_TEXT PROVIDED:_
▬▬▬▬▬▬

- Born: Mary Ellen Holloway Amos Ward 4 April 1884 Stoke Bruerne, England
- Died: 29 March 1972 (aged 87)
- Occupations: Nurse, midwife, amanuensis
- Years active: ?–1965 (retired)
- Known for: A significant figure in the history of the British canal system
- Notable work: Serving the boat people on the waterways

= Mary Ward (nurse) =

Mary Ellen Holloway Amos Ward, BEM (4 April 1884 – 29 March 1972) was an English nurse to the boat people on the waterways. She was a significant figure in the history of the British canal system.

==Biography==
Ward was born on 4 April 1884, the daughter of rope and twine manufacturer Thomas Amos and Sarah Ellen Hollowell. The family life centred on her birthplace of Stoke Bruerne, one of the major junctions of the English canals. She was never professionally qualified as a nurse, but she spent ten years travelling as what was then called a "nursing sister" in convents in Europe and the USA before returning home to nurse her sick father. This brought her into contact with the boat families again, many of whom she had known when she was growing up. "People think my boat people are dirty and crude and want to get rid of them, but they are wonderful, proud, wise people".

She married Charlie Ward and, as her father's health declined, he took over the running of the family business. When this moved to a shed (formerly occupied by the stonemason) by the side of Lock 15, it became her surgery from where she administered medicine and care to the boat people. At first this was in an unofficial capacity and until the late 1930s she financed it from her own pocket. At this point the canal companies (precursors to British Waterways and then the Canal & River Trust) began to recognise the importance of her work and she was appointed as a "consultant sister" to long-distance boatmen and families. Over several decades she acted as nurse, midwife, and even amanuensis to the mostly uneducated, illiterate boat people.

She retired in 1965. She died seven years later in 1972 and was buried in the Baptist churchyard in Roade.

==Recognition==
Ward was awarded the British Empire Medal in the 1951 New Year Honours. On 13 April 1959, she was the subject of the television programme This Is Your Life. Many of her friends from Stoke Bruerne attended the screening and a picture of this can still be seen hanging on the wall in the Boat Inn there. She was quoted as saying "You can't take me away from boat people. There isn't one of them wouldn't die for me, or one I wouldn't die for."

In 2013 the Canal Museum, run by the Canal & River Trust, hosted an exhibition on her life, sponsored by the University of Wolverhampton nursing faculty. The building from which she worked is now the Spice of Bruerne restaurant.

▬▬▬▬▬▬

_DATASET SECTION:_
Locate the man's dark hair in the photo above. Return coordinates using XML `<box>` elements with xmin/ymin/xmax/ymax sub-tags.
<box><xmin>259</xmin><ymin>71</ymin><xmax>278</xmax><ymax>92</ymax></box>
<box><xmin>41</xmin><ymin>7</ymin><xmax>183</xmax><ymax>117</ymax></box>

▬▬▬▬▬▬

_EXPLORE THE MATERIAL:_
**A.** Repeat the passage from the Mary Ward biography between "- Occupations: Nurse, midwife, amanuensis" and "British canal system.", inclusive.
**B.** According to the Mary Ward biography, how did Ward come into contact with the boat families again? Answer in one to three sentences.
**C.** In the Mary Ward biography, in which honours was Ward awarded the British Empire Medal?

_RESULTS BY TASK:_
**A.**
- Occupations: Nurse, midwife, amanuensis
- Years active: ?–1965 (retired)
- Known for: A significant figure in the history of the British canal system
- Notable work: Serving the boat people on the waterways

= Mary Ward (nurse) =

Mary Ellen Holloway Amos Ward, BEM (4 April 1884 – 29 March 1972) was an English nurse to the boat people on the waterways. She was a significant figure in the history of the British canal system.

**B.** After ten years as a nursing sister in convents in Europe and the USA, Ward returned home to nurse her sick father. That brought her back into contact with the boat families, many of whom she had known growing up.

**C.** The 1951 New Year Honours.